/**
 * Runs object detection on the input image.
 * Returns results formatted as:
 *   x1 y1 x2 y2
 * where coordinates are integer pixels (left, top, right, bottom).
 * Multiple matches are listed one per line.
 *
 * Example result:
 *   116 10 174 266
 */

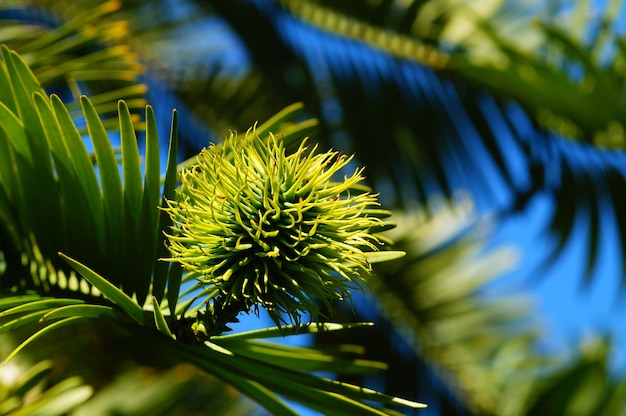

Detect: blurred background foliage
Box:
0 0 626 415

What you should do: Pick out every line above that contains the string "coordinates" and copy each one. Upper and lower case must match.

Right answer:
 * where coordinates are integer pixels (left, top, right, bottom).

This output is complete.